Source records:
::::::
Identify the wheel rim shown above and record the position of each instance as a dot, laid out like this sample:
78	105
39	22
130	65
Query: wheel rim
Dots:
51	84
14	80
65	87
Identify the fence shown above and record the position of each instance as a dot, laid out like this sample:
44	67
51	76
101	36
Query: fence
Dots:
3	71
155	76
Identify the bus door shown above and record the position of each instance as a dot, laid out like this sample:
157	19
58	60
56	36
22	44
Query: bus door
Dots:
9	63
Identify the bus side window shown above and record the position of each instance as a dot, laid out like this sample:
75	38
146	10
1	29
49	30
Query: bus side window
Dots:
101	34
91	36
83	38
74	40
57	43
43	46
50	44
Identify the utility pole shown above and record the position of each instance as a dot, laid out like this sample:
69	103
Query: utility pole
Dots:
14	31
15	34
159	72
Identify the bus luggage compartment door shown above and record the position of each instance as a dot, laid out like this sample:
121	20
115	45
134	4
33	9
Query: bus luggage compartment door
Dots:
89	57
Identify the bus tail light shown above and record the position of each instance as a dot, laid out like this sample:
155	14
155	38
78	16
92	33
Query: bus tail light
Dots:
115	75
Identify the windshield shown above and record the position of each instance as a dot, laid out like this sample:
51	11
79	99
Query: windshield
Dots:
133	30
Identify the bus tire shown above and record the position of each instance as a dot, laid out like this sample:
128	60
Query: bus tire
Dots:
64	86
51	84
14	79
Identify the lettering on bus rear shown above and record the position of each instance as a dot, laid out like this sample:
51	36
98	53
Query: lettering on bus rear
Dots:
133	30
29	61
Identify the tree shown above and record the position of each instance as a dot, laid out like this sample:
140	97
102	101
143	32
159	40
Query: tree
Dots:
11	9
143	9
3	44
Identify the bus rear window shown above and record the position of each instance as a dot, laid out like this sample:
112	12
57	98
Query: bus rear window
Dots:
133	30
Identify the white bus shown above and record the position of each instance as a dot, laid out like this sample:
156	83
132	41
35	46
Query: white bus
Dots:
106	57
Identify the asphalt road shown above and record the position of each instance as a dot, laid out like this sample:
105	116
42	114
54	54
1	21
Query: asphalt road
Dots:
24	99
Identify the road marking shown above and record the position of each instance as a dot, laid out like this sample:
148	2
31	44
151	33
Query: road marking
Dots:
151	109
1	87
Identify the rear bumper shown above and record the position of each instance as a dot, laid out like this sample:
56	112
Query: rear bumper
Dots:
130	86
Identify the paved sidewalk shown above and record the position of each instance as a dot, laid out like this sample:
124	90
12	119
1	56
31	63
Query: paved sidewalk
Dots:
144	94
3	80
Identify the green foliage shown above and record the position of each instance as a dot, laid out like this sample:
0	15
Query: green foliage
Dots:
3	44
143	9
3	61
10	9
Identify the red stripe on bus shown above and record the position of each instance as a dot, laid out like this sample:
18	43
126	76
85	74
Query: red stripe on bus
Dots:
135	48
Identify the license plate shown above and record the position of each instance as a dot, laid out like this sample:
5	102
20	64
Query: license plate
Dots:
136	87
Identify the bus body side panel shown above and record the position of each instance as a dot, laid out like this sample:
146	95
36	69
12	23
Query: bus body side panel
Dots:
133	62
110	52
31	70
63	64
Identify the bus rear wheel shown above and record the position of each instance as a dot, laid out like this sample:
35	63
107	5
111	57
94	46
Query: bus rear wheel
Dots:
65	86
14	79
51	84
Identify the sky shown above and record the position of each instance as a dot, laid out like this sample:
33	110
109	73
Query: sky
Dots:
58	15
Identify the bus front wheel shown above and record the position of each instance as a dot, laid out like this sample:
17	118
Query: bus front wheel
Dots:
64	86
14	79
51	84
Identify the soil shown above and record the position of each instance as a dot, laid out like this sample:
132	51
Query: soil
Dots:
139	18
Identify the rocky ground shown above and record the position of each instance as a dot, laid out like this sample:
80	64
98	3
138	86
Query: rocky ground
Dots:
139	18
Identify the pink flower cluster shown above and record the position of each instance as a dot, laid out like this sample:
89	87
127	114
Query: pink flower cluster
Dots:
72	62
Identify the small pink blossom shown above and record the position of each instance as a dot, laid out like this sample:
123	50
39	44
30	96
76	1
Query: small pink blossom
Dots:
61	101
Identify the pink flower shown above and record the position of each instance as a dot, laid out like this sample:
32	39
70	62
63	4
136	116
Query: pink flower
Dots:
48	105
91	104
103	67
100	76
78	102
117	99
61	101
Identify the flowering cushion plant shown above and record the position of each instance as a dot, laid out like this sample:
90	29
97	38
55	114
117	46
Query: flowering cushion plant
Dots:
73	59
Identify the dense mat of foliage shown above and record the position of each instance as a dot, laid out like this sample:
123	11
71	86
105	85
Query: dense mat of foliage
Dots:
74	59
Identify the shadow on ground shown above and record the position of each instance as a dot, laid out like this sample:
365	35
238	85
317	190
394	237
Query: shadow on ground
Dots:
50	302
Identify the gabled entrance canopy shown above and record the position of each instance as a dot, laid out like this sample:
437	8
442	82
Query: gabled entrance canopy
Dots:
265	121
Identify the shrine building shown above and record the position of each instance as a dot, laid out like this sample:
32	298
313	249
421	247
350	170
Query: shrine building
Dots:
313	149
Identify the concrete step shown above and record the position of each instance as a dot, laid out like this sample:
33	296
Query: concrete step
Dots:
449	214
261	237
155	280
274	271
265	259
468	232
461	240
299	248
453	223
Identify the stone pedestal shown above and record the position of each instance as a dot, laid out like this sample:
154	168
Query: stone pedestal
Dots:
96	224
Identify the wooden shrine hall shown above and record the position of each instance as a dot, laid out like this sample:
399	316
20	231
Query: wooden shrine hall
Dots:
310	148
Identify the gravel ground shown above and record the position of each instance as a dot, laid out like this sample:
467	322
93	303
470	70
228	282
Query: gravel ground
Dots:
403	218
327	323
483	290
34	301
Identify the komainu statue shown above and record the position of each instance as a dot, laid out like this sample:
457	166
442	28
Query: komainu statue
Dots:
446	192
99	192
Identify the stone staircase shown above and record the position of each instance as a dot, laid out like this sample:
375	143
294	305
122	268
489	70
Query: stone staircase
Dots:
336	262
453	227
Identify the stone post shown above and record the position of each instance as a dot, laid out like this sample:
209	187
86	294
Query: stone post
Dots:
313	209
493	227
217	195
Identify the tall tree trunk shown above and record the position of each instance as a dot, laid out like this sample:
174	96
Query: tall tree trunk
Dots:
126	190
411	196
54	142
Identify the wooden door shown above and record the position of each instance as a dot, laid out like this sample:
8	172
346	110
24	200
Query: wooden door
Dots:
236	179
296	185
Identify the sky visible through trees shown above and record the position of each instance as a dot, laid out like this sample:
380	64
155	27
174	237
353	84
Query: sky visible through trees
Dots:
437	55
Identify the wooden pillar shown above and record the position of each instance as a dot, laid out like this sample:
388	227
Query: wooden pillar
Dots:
::::::
▶ [Exercise prompt] Give again, word for word, every line from the one holding "Identify the gravel" to the end of the data.

▶ [Correct result]
Identify the gravel ground shown above and record the position of each instance as a dot, laid out like this sample:
467	322
93	303
470	70
228	282
Query: gravel ground
Dots:
403	218
327	323
483	290
34	301
Identify the komainu statue shown above and record the position of each instance as a dot, laid out like this sample:
457	166
442	28
Query: komainu statue
Dots:
446	192
99	192
Identify the stone staircase shown above and record the position of each instance as a dot, laid out like this sample:
375	143
294	305
122	268
489	70
Query: stone staircase
Dots:
336	262
453	227
Identify the stone post shown above and record the position of each instance as a dot, laid out like this sample:
209	187
86	294
Query: stone post
Dots:
313	209
493	227
217	195
Identify the tall tree trunk shown above and record the position of each instance as a dot, laid out like this sample:
174	96
Query: tall tree trunk
Dots:
126	190
411	196
54	142
Identify the wooden door shown above and record the position of each instance as a dot, laid out like this sample:
8	172
346	110
24	200
Query: wooden door
Dots:
236	179
296	185
Identify the sky visible through trees shown above and record the position of each instance as a dot, laid out like this sample:
380	64
155	27
174	237
353	84
Query: sky visible through trees
Dots:
437	55
Identify the wooden pillar shown above and record the position of each instance as a dot, laid out like this sample:
388	227
Query: wooden pillar
Dots:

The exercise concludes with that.